*What is expected*
Transcribe all the entries word for word, omitting any pictures they contain.

*Point placement records*
◆ ◆ ◆

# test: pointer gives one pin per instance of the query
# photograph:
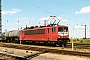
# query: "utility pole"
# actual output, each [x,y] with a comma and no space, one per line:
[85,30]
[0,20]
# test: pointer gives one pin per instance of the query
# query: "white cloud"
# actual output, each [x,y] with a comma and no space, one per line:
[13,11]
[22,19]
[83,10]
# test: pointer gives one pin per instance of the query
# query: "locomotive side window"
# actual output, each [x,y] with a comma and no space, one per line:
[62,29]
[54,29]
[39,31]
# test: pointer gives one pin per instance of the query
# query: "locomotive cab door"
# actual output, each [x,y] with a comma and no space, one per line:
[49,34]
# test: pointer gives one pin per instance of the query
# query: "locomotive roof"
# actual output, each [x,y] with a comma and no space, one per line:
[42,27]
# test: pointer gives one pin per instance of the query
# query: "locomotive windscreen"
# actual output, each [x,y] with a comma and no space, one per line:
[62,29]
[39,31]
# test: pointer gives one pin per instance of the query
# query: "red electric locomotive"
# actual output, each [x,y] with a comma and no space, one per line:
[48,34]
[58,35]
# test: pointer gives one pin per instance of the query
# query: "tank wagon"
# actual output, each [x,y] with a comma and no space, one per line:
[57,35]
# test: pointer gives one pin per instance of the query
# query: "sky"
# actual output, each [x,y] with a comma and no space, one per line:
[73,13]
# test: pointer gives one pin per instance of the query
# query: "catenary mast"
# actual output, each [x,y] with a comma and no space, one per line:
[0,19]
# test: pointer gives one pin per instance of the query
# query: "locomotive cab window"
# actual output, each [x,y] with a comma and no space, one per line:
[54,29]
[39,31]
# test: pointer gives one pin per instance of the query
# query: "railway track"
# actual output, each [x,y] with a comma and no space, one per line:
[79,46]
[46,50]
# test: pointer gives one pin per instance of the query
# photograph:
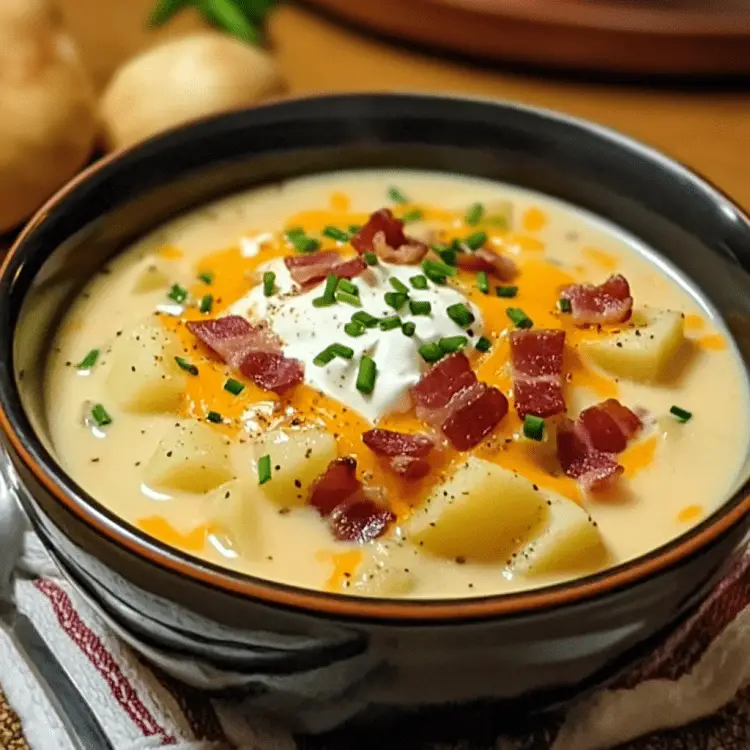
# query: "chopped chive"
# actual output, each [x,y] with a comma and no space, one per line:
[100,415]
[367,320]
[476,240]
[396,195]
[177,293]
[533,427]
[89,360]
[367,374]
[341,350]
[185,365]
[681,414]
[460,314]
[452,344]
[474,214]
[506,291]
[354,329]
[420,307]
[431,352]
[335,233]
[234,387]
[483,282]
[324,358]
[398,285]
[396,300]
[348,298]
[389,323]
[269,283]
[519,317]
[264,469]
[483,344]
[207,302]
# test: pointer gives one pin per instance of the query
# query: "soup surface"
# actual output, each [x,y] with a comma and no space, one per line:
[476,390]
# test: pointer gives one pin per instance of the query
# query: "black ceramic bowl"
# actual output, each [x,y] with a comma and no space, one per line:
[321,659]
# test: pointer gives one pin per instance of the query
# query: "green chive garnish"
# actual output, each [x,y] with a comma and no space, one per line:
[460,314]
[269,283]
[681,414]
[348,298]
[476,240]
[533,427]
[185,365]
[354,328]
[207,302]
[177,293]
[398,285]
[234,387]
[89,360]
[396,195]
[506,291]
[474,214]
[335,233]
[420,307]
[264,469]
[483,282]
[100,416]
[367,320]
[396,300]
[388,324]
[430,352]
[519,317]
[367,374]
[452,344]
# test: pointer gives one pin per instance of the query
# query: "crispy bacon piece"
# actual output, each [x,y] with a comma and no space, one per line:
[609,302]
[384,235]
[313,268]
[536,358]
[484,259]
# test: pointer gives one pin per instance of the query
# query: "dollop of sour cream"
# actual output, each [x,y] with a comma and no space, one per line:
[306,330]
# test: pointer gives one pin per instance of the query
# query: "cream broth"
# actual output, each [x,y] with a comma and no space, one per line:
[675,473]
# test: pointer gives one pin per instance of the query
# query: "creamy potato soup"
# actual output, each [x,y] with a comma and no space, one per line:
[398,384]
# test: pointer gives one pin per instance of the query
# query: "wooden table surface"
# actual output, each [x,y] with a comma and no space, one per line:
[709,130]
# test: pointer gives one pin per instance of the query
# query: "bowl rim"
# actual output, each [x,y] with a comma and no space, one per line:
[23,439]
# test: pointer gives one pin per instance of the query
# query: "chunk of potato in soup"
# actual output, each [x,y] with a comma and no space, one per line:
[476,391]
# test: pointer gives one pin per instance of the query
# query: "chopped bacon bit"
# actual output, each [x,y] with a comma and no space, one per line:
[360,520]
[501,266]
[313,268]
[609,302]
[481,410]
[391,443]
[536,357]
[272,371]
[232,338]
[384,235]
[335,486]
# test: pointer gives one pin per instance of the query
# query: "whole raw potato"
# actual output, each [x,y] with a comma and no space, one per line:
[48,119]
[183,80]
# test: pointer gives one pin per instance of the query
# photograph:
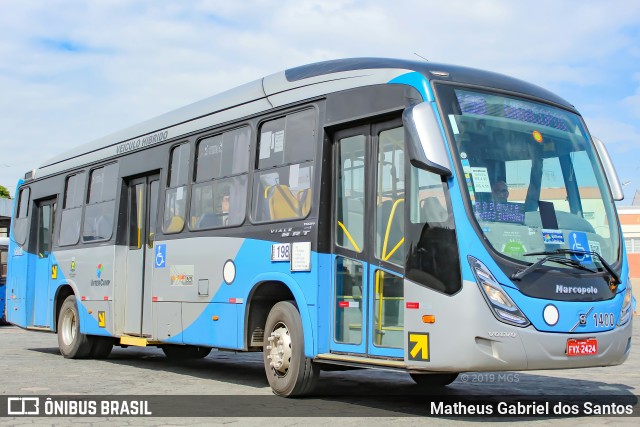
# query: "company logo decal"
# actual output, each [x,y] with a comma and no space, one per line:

◆ ◆ ◆

*Response to the task*
# test: pointer gives one pin per instance of the query
# photograph:
# query: "utility pole"
# actual output, each [x,y] with a comma and no space, one per line:
[85,30]
[0,20]
# test: pointer gives one pin per instance of the query
# query: "white cloud"
# actual output, each [x,y] with a comma and no space, one per line:
[13,11]
[22,19]
[83,10]
# test: pointer gives one pin per instance of the query
# query: "locomotive side window"
# actual output, each [x,y] with a comma and no space, one per line:
[62,29]
[54,29]
[39,31]
# test: pointer gives one pin per instance of the query
# query: "locomotive cab door"
# actual output, each [x,y] with a comma and no space, one per line:
[49,34]
# test: pointer gives one pin per instance of the query
# query: "locomotive roof"
# actual output, each [x,y] with a comma and no space, one per line:
[42,27]
# test: pointer gives one pin per instance of the query
# query: "locomotive windscreen"
# actual output, each [x,y] with a comma and no space, one per line:
[62,29]
[39,31]
# test: pointer gives one pin per instance of the query
# query: "red electric locomotive"
# actual output, each [x,y] with a comma and no space, one per line:
[48,34]
[58,35]
# test: pointer gives one pin per instance of the query
# query: "tank wagon"
# actual output, each [x,y] with a comma and no space, one per line:
[57,35]
# test: pointer gives one pin per instance of the query
# query: "sky"
# actual output, each [x,y] with a comma and no space, one per line:
[73,13]
# test: pointer gives one pin per instance of the query
# query: "catenary mast"
# actual output, each [x,y] with a comma and no space, one per line:
[0,19]
# test: pointer gives one pin per instance of the query
# query: "locomotive cab window"
# actual output, each [x,y] with a comma and no space, one per line:
[54,29]
[39,31]
# test: pointer gives one pin per instance of the query
# query: "railway track"
# actual output, each [x,y] with a comma and no space, one per line:
[79,46]
[46,50]
# test: pointer gives one pin per instance of the query
# photograph:
# query: "chopped chive"
# actual output, each [x,y] with a comma and no space, one per line:
[100,415]
[367,320]
[476,240]
[396,195]
[177,293]
[533,427]
[89,360]
[367,374]
[341,350]
[185,365]
[681,414]
[460,314]
[452,344]
[474,214]
[506,291]
[354,329]
[420,307]
[431,352]
[335,233]
[234,387]
[483,282]
[324,358]
[398,285]
[396,300]
[348,298]
[389,323]
[269,283]
[519,317]
[264,469]
[483,344]
[207,302]
# test: pointer gives one pin per instance of the query
# query: "soup surface"
# actual output, each [x,y] with a comma and no space, one per line:
[476,390]
# test: pointer gives one pin per instance of the query
# query: "black ceramic bowl"
# actual output, each [x,y] with a comma and no space, one per line:
[321,659]
# test: pointer gives one pin per instance of the query
# query: "green chive garnish"
# actual output, each [x,y] with a comma and no space, one per line:
[460,314]
[269,283]
[681,414]
[348,298]
[476,240]
[533,427]
[185,365]
[354,328]
[207,302]
[177,293]
[398,285]
[234,387]
[89,360]
[396,195]
[506,291]
[474,214]
[335,233]
[420,307]
[264,469]
[483,282]
[100,416]
[367,320]
[396,300]
[388,324]
[430,352]
[519,317]
[367,374]
[452,344]
# test: pointer gives one pin per instance of the query
# query: "crispy bacon piece"
# actual output, each [x,y] with a comma and no space, one per line:
[609,302]
[384,235]
[313,268]
[536,358]
[484,259]
# test: pointer gives one pin per instance of the query
# query: "dollop of sour cream"
# actual output, each [x,y] with a comma and no space, one per line:
[306,330]
# test: pointer gives one pin per instance of the query
# query: "cream broth"
# actual output, each [x,y] with a comma and no space, one per line:
[675,473]
# test: pointer gives one pin per instance of the query
# query: "creamy potato soup"
# actual output, each [x,y] with a comma and no space, one per line:
[398,384]
# test: pointer gives one pin per instance of the query
# query: "wooden table surface"
# actual output, each [x,y] with a comma and no space, one per line:
[709,130]
# test: pointer gives one pin per instance of the query
# query: "bowl rim"
# actual output, each [x,y] with a comma and no space, one per line:
[23,439]
# test: pointer gives one pin per instance of the query
# query: "chunk of potato in soup"
# actual output, each [x,y] with a comma and no space, one per line:
[476,391]
# test: pointer gives one pin per instance of the query
# query: "chopped bacon bit"
# actual output, each [x,y] with a comma and no space, one per line:
[360,520]
[501,266]
[313,268]
[609,302]
[481,410]
[391,443]
[536,357]
[272,371]
[232,338]
[384,235]
[335,486]
# test: pointer gives one pin per instance of the query
# query: "whole raw potato"
# actual output, each [x,y] with a comma and no space, one per line:
[48,119]
[183,80]
# test: pointer gives one pin per instance of the query
# photograph:
# query: "company logo decal"
# actual output, each [x,y] with a comma and no space, one per line:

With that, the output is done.